----- Extrait du texte -----
Le taux d’inflation est passé de 300 % par an à environ 50 % — un niveau encore très élevé. Cela a toutefois permis une hausse des salaires réels dans la seconde moitié de 2024, ramenant en moyenne le niveau des revenus réels à celui de la fin 2023. Mais sur l’ensemble de l’année 2024, les salaires réels moyens ont tout de même chuté de 12 %. Les agents du secteur public ont vu leur pouvoir d’achat reculer de 20 %, et les travailleurs informels — sans droits ni protections — ont subi une perte de 30 %. La légère amélioration observée depuis la mi-2024 est entièrement due à une hausse des revenus dans le secteur privé informel. Les salariés du public restent à -20 %, ceux du privé formel à -5 %, et, dans l’ensemble, tous les travailleurs argentins sont dans une situation plus défavorable qu’au début de l’année 2023.
Pendant la récession provoquée par Milei en 2024, le taux de pauvreté calculé par l’administration a atteint un record de 51 %. Ce taux est désormais redescendu à 38 %, grâce à une combinaison de facteurs : la baisse de l’inflation, la remontée relative des revenus dans le secteur informel et des aides supplémentaires versées via l’allocation universelle pour l’enfance et les programmes d’aide alimentaire, ciblant principalement les enfants issus de familles pauvres et les mères. Sans ces dispositifs, la Banque mondiale estime que le taux de pauvreté extrême aurait pu être supérieur de 20 points. Malgré cette baisse, le taux de pauvreté reste aussi élevé qu’au moment de l’arrivée au pouvoir de Milei.
-----
Travail demandé:
[a] Les affirmations suivantes concordent-elles avec l'extrait sur l'économie argentine ? (i) Sur l'ensemble de l'année 2024, les salaires réels moyens ont baissé de 12 %. (ii) Le taux de pauvreté est aujourd'hui plus bas qu'au moment de l'arrivée au pouvoir de Milei. (iii) La légère amélioration observée depuis la mi-2024 provient du secteur public. Répondez par oui ou par non à chacune, en citant mot pour mot les termes décisifs de l'extrait.
[b] Rédigez la suite de l'extrait sur l'économie argentine à partir de sa dernière phrase.
----- Données fournies -----
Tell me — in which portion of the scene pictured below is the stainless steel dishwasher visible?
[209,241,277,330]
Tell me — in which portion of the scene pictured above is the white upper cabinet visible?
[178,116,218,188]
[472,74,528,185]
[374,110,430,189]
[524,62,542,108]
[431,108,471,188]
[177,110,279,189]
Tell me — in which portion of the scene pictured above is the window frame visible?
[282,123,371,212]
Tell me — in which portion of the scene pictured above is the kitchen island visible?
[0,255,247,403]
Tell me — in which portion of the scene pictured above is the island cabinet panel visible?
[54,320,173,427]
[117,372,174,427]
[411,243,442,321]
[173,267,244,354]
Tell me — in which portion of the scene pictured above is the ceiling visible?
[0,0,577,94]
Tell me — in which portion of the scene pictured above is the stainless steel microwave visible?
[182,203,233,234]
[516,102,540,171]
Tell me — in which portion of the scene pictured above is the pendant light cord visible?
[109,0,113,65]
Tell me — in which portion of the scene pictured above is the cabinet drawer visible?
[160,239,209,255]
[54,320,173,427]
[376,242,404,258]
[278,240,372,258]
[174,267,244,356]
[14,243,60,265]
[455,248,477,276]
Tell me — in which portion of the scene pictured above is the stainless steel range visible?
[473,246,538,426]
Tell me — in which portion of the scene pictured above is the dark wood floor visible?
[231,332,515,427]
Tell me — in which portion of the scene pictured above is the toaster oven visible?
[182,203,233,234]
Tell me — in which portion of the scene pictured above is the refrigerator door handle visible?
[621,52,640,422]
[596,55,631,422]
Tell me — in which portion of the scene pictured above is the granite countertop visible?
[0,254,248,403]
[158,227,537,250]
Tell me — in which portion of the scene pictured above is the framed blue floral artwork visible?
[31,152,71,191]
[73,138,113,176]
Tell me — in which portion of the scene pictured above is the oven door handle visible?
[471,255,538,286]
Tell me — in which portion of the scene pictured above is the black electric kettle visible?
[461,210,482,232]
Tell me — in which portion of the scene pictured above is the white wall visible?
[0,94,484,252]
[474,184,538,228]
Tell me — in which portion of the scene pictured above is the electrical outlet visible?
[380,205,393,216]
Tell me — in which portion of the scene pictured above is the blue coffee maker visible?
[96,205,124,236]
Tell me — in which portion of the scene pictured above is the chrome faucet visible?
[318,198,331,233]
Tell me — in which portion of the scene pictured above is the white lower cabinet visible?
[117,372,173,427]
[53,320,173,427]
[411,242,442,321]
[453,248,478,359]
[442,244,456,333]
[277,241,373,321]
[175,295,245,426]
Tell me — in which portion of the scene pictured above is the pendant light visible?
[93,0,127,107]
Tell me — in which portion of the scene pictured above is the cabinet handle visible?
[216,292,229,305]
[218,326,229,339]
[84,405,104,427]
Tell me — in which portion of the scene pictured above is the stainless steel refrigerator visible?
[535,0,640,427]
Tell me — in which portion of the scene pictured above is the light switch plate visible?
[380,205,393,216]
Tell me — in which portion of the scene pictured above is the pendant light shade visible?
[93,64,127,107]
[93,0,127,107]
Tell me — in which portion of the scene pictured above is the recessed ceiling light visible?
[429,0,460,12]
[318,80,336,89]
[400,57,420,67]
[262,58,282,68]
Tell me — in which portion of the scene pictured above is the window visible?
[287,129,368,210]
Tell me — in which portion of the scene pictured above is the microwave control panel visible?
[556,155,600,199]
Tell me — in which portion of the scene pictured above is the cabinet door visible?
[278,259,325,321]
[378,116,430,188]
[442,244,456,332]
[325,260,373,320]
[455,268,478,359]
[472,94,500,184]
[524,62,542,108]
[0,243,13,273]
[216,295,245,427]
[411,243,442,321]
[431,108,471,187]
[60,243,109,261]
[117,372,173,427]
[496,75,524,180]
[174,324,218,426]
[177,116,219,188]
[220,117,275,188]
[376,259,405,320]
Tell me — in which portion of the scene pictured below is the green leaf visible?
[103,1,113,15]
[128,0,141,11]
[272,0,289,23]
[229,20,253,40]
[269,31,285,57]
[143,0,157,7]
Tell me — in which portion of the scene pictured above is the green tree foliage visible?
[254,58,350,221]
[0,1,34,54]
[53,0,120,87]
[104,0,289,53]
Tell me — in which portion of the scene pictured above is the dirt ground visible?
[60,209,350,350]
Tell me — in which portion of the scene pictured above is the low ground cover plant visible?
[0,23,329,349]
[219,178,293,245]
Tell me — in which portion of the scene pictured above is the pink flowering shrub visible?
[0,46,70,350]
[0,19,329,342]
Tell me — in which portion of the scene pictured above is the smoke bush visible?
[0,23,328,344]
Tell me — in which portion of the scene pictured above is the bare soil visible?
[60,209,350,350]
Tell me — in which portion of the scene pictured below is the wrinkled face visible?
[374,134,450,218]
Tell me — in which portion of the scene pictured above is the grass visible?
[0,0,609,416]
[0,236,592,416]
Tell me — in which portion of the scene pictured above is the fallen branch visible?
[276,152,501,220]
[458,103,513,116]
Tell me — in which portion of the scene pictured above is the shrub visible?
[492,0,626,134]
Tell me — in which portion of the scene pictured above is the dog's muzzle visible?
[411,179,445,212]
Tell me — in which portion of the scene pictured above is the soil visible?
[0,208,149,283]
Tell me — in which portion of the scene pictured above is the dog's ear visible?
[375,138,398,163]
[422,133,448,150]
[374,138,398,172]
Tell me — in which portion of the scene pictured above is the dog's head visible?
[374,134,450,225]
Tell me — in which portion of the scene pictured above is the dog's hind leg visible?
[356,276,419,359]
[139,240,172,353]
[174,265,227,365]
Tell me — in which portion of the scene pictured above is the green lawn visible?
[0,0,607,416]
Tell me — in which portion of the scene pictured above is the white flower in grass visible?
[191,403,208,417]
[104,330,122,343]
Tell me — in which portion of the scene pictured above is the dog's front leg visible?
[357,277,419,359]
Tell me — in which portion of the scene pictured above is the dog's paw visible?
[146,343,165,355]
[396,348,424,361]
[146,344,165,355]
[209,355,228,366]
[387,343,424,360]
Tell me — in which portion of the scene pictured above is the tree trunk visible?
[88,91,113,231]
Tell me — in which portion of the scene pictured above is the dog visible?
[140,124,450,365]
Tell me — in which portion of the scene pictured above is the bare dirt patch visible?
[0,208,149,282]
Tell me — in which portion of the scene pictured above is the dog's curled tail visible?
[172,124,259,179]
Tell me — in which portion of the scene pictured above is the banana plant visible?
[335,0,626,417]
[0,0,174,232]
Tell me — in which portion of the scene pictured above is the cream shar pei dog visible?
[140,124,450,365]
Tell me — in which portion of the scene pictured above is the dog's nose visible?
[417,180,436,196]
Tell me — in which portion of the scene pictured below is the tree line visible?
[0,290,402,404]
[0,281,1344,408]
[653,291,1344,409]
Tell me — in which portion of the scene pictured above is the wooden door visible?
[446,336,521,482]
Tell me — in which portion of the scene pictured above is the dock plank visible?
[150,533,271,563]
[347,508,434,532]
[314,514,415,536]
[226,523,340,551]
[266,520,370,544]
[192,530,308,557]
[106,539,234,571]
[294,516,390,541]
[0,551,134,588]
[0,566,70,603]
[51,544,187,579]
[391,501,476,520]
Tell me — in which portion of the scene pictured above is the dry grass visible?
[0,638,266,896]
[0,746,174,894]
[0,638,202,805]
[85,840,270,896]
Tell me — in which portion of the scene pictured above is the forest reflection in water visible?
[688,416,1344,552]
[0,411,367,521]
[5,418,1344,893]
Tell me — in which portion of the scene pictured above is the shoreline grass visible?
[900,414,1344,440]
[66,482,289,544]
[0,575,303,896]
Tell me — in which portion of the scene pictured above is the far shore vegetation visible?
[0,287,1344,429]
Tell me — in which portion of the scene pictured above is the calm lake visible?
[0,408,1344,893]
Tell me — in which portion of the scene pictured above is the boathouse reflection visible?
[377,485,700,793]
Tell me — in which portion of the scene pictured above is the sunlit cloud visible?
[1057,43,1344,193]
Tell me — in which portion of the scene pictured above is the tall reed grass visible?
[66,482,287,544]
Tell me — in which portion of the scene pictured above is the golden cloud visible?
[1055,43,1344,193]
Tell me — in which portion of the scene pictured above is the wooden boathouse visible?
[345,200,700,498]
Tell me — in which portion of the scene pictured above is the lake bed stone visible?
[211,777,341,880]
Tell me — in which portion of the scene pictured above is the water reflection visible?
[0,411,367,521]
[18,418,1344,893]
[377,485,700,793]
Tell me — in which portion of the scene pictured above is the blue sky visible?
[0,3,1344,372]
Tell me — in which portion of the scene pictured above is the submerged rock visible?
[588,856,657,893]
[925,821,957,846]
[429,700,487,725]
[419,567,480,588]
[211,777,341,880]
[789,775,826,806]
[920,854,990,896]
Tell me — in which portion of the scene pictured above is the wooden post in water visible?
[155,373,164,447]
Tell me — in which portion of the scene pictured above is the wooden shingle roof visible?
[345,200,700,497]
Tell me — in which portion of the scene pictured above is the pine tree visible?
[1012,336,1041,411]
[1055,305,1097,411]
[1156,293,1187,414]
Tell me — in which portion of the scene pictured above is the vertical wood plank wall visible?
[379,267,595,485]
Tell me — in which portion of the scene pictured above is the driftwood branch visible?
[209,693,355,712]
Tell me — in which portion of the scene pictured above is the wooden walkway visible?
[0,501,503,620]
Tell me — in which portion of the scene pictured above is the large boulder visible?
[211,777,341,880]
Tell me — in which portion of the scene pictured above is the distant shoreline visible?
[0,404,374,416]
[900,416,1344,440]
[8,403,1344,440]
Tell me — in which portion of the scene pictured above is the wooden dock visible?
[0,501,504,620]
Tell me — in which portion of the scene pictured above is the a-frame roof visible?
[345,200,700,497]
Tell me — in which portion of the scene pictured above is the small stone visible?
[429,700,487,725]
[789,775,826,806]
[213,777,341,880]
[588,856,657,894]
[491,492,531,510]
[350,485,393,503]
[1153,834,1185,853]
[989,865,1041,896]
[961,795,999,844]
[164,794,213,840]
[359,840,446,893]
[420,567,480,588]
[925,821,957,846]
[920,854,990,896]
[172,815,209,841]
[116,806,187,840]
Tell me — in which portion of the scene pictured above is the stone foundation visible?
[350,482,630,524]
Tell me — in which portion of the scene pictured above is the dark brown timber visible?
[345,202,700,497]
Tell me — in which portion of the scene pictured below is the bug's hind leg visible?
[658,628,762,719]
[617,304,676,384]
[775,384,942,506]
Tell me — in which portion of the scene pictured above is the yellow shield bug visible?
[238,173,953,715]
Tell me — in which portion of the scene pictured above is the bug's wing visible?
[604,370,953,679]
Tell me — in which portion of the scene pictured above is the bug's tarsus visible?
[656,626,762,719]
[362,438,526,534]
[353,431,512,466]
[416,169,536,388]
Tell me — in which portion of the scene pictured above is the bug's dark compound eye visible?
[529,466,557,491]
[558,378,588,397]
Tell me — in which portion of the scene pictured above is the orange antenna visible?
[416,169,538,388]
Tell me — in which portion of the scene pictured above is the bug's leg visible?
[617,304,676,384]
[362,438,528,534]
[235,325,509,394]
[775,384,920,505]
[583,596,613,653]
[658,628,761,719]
-----
Réponses attendues:
[a]
(i) Oui : « sur l’ensemble de l’année 2024, les salaires réels moyens ont tout de même chuté de 12 % ».
(ii) Non : « le taux de pauvreté reste aussi élevé qu’au moment de l’arrivée au pouvoir de Milei ».
(iii) Non : « La légère amélioration observée depuis la mi-2024 est entièrement due à une hausse des revenus dans le secteur privé informel ».

[b]
Deux tiers des enfants argentins de moins de 14 ans vivent actuellement dans la pauvreté. La pauvreté multidimensionnelle — qui prend en compte aussi bien les revenus que l’accès à des services essentiels — est passée en un an de 39,8 % à 41,6 %. Dans le même temps, la pauvreté structurelle (définie par au moins trois privations essentielles) est montée de 22,4 % à 23,9 %. En somme, entre 25 % et 40 % des familles argentines vivent aujourd’hui dans une pauvreté profonde. Les inégalités, elles aussi, se sont accentuées. Le décile le plus riche de la population gagne désormais 23 fois plus que le décile le plus pauvre, contre 19 fois, un an plus tôt. En valeur réelle, les revenus du décile le plus pauvre ont chuté de 33,5 % sur un an, tandis que ceux des plus riches n’ont baissé que de 20,2 %. L’indice de Gini, qui mesure les inégalités de revenus, a atteint un niveau record de 0,47.
Malgré cette situation, Milei et le FMI débordent d’optimisme. D’après les prévisions du Fonds, la croissance du PIB réel devrait atteindre environ 5,5 % cette année, avant de se stabiliser autour de 3 % à moyen terme. Mais après la violente récession de 2024, une telle hausse du PIB en 2025 ramènerait seulement le PIB par habitant au niveau de 2021 — c’est-à-dire au moment où l’économie sortait tout juste de la pandémie. En réalité, l’indice du PIB par habitant resterait encore bien en dessous de son pic de 2011, soit un retard de près de quinze ans.
L’inflation devrait, selon les prévisions, retomber à environ 18–23 % d’ici la fin de 2025, et passer en dessous des 10 % à l’horizon 2027, à condition de maintenir « une stricte discipline budgétaire comme ancrage, accompagnée d’un régime monétaire et de change plus robuste, avec une plus grande flexibilité du taux de change pour absorber les chocs et renforcer la gestion de la demande globale ». Autrement dit, une austérité sans fin.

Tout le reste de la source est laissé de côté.